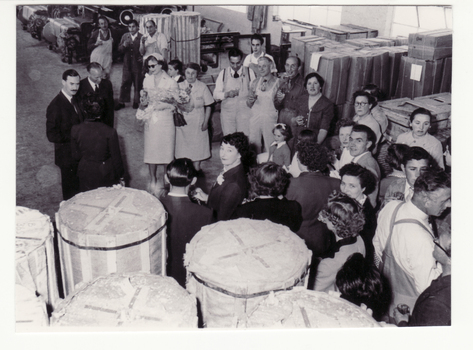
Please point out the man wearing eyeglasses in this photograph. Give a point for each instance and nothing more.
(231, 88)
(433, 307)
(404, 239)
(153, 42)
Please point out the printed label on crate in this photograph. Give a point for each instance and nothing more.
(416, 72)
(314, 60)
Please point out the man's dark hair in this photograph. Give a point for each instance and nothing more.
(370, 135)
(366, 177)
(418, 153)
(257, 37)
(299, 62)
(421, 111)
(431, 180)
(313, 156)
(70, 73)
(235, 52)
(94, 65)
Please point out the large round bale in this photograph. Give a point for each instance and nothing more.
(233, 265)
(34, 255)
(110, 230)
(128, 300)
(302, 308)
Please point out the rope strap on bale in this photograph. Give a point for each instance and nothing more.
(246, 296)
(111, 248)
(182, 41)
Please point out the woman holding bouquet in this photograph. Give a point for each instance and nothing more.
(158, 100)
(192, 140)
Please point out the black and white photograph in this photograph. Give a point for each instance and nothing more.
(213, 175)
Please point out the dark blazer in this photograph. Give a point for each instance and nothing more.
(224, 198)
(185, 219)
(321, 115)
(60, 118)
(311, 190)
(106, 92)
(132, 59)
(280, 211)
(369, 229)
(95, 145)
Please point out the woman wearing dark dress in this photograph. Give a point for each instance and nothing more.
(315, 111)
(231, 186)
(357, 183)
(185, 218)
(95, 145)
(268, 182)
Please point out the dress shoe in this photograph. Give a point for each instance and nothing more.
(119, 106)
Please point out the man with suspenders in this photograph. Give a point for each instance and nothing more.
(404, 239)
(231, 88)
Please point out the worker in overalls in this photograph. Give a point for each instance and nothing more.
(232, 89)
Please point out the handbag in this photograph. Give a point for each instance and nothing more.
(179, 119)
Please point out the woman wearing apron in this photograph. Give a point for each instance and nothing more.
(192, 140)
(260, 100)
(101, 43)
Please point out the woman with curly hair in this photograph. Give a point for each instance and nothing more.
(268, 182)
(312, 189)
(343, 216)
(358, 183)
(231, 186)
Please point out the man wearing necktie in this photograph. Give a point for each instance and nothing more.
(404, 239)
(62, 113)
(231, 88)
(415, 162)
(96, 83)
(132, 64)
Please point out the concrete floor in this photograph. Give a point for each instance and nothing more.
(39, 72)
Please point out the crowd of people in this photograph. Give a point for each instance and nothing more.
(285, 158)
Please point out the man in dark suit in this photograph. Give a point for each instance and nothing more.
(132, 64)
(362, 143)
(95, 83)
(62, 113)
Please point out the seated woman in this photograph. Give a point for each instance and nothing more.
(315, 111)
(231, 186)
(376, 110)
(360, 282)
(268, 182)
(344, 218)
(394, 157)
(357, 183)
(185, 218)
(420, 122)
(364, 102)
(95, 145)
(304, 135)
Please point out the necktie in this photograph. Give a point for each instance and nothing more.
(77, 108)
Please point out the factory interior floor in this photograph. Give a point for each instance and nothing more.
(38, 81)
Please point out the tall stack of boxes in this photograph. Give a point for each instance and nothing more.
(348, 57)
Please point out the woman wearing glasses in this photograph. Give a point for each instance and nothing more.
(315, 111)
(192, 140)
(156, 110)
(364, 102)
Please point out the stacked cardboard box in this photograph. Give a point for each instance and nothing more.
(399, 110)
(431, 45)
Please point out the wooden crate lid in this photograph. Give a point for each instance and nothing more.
★ ★ ★ ★
WHAT THE EXERCISE ASKS
What are the lines from the one containing "Please point out the woman wearing glasses" through the end of the material? Reproduce them exactly, both ends included, with nothing added.

OUTPUT FOR THIS TASK
Please point out the woman wearing glasses in this photograph. Give a point for each instance and nothing more.
(315, 111)
(192, 140)
(156, 110)
(364, 102)
Please point out the stacked cardboard box in this photograph. Give a point for each instance and nothing more.
(399, 110)
(431, 45)
Please point out the wooden crate lid in this photograph. Give a point for each instance and nothing more.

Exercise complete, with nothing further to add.